**WHAT THE EXERCISE ASKS**
Render every line of the material below as a JSON list of strings, one string per line, with blank lines omitted.

**MATERIAL PROVIDED**
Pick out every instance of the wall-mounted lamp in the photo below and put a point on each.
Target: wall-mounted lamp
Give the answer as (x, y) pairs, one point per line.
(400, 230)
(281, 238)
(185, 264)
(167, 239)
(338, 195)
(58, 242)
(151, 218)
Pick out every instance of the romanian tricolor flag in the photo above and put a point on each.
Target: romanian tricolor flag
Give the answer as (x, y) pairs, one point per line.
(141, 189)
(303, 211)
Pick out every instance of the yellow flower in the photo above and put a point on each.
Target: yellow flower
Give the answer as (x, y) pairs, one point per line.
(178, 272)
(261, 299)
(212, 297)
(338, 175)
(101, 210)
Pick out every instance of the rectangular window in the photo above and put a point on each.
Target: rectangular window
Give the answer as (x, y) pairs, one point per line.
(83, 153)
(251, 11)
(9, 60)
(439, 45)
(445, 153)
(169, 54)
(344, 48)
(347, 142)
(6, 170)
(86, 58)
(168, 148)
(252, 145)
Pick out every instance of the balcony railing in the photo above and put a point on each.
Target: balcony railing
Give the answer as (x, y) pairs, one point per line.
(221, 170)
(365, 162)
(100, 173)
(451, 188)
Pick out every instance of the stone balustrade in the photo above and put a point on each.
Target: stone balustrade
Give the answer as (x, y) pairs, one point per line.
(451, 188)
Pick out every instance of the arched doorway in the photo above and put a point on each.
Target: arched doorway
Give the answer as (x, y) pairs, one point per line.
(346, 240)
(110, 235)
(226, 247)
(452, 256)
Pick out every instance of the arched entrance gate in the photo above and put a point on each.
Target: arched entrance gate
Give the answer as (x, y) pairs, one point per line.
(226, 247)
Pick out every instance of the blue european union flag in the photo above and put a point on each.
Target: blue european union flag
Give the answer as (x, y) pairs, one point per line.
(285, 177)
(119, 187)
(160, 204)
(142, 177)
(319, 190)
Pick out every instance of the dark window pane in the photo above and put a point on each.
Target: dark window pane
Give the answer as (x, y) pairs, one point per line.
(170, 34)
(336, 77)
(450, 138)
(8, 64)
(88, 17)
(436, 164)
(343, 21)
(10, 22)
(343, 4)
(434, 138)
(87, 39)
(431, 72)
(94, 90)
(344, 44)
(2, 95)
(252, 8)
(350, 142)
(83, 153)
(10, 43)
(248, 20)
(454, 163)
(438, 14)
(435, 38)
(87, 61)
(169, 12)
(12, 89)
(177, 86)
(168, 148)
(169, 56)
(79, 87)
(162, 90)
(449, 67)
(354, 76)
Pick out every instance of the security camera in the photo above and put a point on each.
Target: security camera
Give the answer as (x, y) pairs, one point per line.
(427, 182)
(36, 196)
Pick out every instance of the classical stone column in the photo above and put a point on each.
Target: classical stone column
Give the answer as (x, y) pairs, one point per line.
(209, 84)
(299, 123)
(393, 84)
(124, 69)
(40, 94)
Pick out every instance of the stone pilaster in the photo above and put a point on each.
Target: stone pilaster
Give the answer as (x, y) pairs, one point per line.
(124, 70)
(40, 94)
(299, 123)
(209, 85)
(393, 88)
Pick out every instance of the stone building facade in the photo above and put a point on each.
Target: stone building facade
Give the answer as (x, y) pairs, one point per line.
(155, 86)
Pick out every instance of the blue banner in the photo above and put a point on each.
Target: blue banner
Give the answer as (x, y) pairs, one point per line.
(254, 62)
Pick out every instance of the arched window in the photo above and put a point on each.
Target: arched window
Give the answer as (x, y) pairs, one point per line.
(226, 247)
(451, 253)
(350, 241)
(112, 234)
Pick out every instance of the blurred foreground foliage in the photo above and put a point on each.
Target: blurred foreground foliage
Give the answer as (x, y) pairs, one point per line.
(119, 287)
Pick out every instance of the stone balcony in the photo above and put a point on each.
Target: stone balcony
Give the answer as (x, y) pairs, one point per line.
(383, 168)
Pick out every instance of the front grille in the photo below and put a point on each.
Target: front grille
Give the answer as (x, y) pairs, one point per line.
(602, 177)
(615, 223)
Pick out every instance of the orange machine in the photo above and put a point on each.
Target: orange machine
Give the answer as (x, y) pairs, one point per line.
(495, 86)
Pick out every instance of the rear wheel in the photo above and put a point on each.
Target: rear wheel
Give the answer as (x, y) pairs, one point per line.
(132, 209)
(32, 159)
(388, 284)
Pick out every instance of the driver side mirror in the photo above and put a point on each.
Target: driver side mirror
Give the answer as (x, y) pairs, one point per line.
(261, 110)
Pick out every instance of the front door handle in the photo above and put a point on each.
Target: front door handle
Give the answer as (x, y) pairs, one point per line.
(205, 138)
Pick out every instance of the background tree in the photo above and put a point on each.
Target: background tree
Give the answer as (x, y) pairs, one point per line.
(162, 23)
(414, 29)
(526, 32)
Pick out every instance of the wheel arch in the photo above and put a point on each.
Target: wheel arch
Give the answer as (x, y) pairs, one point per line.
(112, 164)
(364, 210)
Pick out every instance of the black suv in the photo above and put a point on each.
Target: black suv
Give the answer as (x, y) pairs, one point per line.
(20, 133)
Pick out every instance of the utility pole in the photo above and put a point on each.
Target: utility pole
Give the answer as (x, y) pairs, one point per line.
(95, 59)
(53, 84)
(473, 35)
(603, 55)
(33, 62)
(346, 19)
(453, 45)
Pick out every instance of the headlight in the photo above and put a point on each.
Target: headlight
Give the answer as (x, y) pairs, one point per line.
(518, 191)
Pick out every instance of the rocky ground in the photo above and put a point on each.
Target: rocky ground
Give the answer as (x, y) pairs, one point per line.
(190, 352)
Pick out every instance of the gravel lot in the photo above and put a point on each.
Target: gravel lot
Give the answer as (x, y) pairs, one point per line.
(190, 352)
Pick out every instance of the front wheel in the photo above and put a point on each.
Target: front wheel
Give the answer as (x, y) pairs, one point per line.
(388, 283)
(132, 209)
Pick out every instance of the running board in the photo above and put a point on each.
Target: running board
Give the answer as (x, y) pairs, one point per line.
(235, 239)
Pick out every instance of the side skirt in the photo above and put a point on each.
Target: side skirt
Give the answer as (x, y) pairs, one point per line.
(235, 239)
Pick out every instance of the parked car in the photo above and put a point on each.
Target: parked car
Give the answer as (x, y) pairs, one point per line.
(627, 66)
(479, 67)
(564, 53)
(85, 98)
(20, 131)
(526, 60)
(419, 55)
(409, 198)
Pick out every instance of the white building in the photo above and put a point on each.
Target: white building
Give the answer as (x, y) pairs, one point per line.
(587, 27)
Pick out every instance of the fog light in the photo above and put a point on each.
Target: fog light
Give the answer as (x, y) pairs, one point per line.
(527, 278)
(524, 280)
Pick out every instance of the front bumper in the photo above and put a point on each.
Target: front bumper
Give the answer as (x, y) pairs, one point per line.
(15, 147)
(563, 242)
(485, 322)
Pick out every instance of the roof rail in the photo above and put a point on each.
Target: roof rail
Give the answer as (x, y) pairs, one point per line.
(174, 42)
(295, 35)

**SOLUTION TO THIS EXERCISE**
[
  "Pick out every instance of the wall-mounted lamp in the photo below and put a point on each.",
  "Target: wall-mounted lamp",
  "Give the answer as (x, y) pairs, one point per line.",
  "(400, 230)",
  "(281, 238)",
  "(185, 264)",
  "(167, 239)",
  "(338, 195)",
  "(58, 242)",
  "(151, 218)",
  "Pick out every instance of the romanian tricolor flag in the photo above and put a point on each.",
  "Target: romanian tricolor flag",
  "Give the answer as (x, y) pairs, one point per line.",
  "(141, 189)",
  "(303, 211)",
  "Pick out every instance of the yellow flower in the photo above and put a point on each.",
  "Target: yellow flower",
  "Give the answer as (x, y) pairs, one point per line.",
  "(178, 272)",
  "(261, 299)",
  "(212, 297)",
  "(338, 175)",
  "(101, 210)",
  "Pick out every instance of the rectangular window in the photo above and put a point on each.",
  "Target: rectangular window",
  "Give the answer as (x, y) pairs, one point per line.",
  "(83, 153)",
  "(251, 11)",
  "(9, 60)",
  "(439, 45)",
  "(445, 153)",
  "(169, 54)",
  "(344, 48)",
  "(347, 142)",
  "(6, 170)",
  "(86, 58)",
  "(168, 148)",
  "(252, 145)",
  "Pick out every instance of the balcony railing in the photo above and put a point on each.",
  "Target: balcony railing",
  "Give the answer as (x, y) pairs, one point per line.",
  "(221, 170)",
  "(365, 162)",
  "(100, 173)",
  "(451, 188)",
  "Pick out every instance of the stone balustrade in the photo above and put a point on each.",
  "Target: stone balustrade",
  "Give the answer as (x, y) pairs, one point per line.",
  "(451, 188)",
  "Pick out every instance of the arched doorway in the photo above and put a point on each.",
  "Target: arched doorway",
  "Give the answer as (x, y) pairs, one point per line.",
  "(346, 240)",
  "(110, 235)",
  "(226, 247)",
  "(452, 256)",
  "Pick out every instance of the arched entrance gate in the photo above and put a point on each.",
  "Target: arched entrance gate",
  "Give the answer as (x, y) pairs, one point per line.",
  "(226, 247)",
  "Pick out every instance of the blue european union flag in the photo above and put a point on each.",
  "Target: blue european union flag",
  "Give the answer as (x, y) pairs, one point per line.",
  "(285, 177)",
  "(119, 187)",
  "(160, 204)",
  "(142, 177)",
  "(319, 190)",
  "Pick out every instance of the dark window pane in the photo above and put a point on each.",
  "Target: dark window pane",
  "Give the answer as (x, y) pairs, one point per line.",
  "(170, 34)",
  "(336, 77)",
  "(450, 138)",
  "(8, 64)",
  "(88, 17)",
  "(436, 164)",
  "(343, 21)",
  "(10, 22)",
  "(343, 4)",
  "(434, 138)",
  "(87, 39)",
  "(431, 72)",
  "(94, 90)",
  "(344, 44)",
  "(2, 95)",
  "(252, 8)",
  "(350, 142)",
  "(83, 153)",
  "(10, 43)",
  "(248, 20)",
  "(454, 163)",
  "(438, 14)",
  "(435, 38)",
  "(87, 61)",
  "(169, 12)",
  "(12, 89)",
  "(177, 86)",
  "(168, 148)",
  "(169, 56)",
  "(79, 87)",
  "(162, 90)",
  "(449, 67)",
  "(354, 76)",
  "Pick out every instance of the security camera in the photo above and put a point on each.",
  "Target: security camera",
  "Give the answer as (x, y) pairs, one point per line.",
  "(427, 182)",
  "(36, 196)",
  "Pick out every instance of the classical stone column in the photo above and put a point on each.",
  "Target: classical stone column",
  "Give the answer as (x, y) pairs, one point per line.",
  "(209, 84)",
  "(299, 123)",
  "(393, 84)",
  "(124, 69)",
  "(40, 94)",
  "Pick out every instance of the stone pilaster in the photo above and put a point on each.",
  "Target: stone pilaster",
  "Give the answer as (x, y) pairs, one point per line.",
  "(124, 70)",
  "(40, 94)",
  "(299, 123)",
  "(209, 85)",
  "(393, 88)",
  "Pick out every instance of the stone building facade in the photo above and put a point on each.",
  "Target: stone building facade",
  "Give the answer as (x, y) pairs, one point per line.",
  "(155, 86)",
  "Pick out every instance of the blue banner in the photo above and put a point on each.",
  "Target: blue banner",
  "Give the answer as (x, y) pairs, one point per line.",
  "(254, 62)",
  "Pick out every instance of the arched window in the photo above and put a point on each.",
  "Target: arched window",
  "Give the answer as (x, y) pairs, one point per line.",
  "(226, 247)",
  "(451, 253)",
  "(350, 241)",
  "(112, 234)",
  "Pick out every instance of the blurred foreground foliage in the photo above and put a point on each.",
  "Target: blurred foreground foliage",
  "Give the answer as (x, y) pairs, one point per line.",
  "(119, 287)",
  "Pick out every instance of the stone balcony in the photo above and put a point on each.",
  "Target: stone balcony",
  "Give the answer as (x, y) pairs, one point per line.",
  "(383, 168)",
  "Pick out every instance of the front grille in the photo below and put a point on each.",
  "Target: front grille",
  "Give the answer as (x, y) pairs, one point per line.",
  "(602, 177)",
  "(615, 223)",
  "Pick out every instance of the orange machine in the photo above and put a point on each.",
  "Target: orange machine",
  "Give the answer as (x, y) pairs, one point per line.",
  "(495, 86)",
  "Pick out every instance of the rear wheel in the photo above and put a point on each.",
  "Target: rear wheel",
  "Give the answer as (x, y) pairs, one point per line.",
  "(132, 209)",
  "(32, 159)",
  "(388, 284)",
  "Pick out every instance of the driver side mirror in the photo above and put a point on each.",
  "Target: driver side mirror",
  "Give the answer as (x, y) pairs, one point per line.",
  "(261, 110)",
  "Pick out every instance of the front door handle in the photo above and put a point on each.",
  "Target: front door handle",
  "Give the answer as (x, y) pairs, one point per line.",
  "(205, 138)",
  "Pick out every instance of the background tree in the photo above and put a point on each.",
  "Target: background tree",
  "Give the answer as (x, y) pairs, one point per line.",
  "(162, 23)",
  "(414, 29)",
  "(526, 32)",
  "Pick out every instance of the wheel arch in the photo above and put a point on each.",
  "Target: wheel arch",
  "Give the answer as (x, y) pairs, one point per line.",
  "(112, 164)",
  "(364, 210)",
  "Pick out every instance of the black suv in the photo above and put a point on each.",
  "Target: black suv",
  "Give the answer as (x, y) pairs, one point per line.",
  "(20, 133)",
  "Pick out every instance of the utility pole in the photo above and put a point on each.",
  "Target: utility pole",
  "Give the answer as (x, y) pairs, one point per line.",
  "(95, 59)",
  "(53, 84)",
  "(473, 35)",
  "(603, 55)",
  "(33, 62)",
  "(346, 19)",
  "(453, 45)",
  "Pick out every instance of the headlight in the photo above and put a point on each.",
  "Target: headlight",
  "Give the answer as (x, y) pairs, one point per line.",
  "(518, 191)",
  "Pick out every instance of the rocky ground in the photo above and put a point on each.",
  "Target: rocky ground",
  "Give the answer as (x, y) pairs, one point per line.",
  "(190, 352)",
  "Pick out every instance of the gravel lot in the photo above and put a point on each.",
  "Target: gravel lot",
  "Give the answer as (x, y) pairs, one point per line.",
  "(190, 352)",
  "Pick out every instance of the front wheel in the photo above and put a point on each.",
  "Target: front wheel",
  "Give the answer as (x, y) pairs, one point per line.",
  "(388, 283)",
  "(132, 209)",
  "Pick out every instance of the running board in the photo above and put a point on each.",
  "Target: running board",
  "Give the answer as (x, y) pairs, one point per line.",
  "(235, 239)",
  "Pick out every instance of the side skirt in the photo above and put a point on each.",
  "Target: side skirt",
  "Give the answer as (x, y) pairs, one point per line.",
  "(235, 239)",
  "Pick out every instance of the parked car in the photo above and put a point on each.",
  "Target: parked car",
  "Give the answer as (x, y) pairs, one point per line.",
  "(627, 66)",
  "(479, 67)",
  "(564, 53)",
  "(85, 98)",
  "(20, 131)",
  "(526, 60)",
  "(419, 55)",
  "(409, 198)",
  "Pick out every instance of the white building in the photo above and put a point on each.",
  "Target: white building",
  "Give the answer as (x, y) pairs, one point per line.",
  "(587, 27)",
  "Pick out every instance of the fog light in the photo above and put a point on each.",
  "Target: fog light",
  "Give the answer as (x, y) pairs, one point per line.",
  "(527, 278)",
  "(524, 280)",
  "Pick out every instance of the front bumper in the photo above and put a point on each.",
  "Target: front bumper",
  "Give the answer as (x, y) pairs, one point per line.",
  "(15, 147)",
  "(563, 242)",
  "(485, 322)",
  "Pick out every instance of the roof rail in the photo above and put a point on each.",
  "Target: roof rail",
  "Give the answer as (x, y) pairs, one point per line.",
  "(174, 42)",
  "(295, 35)"
]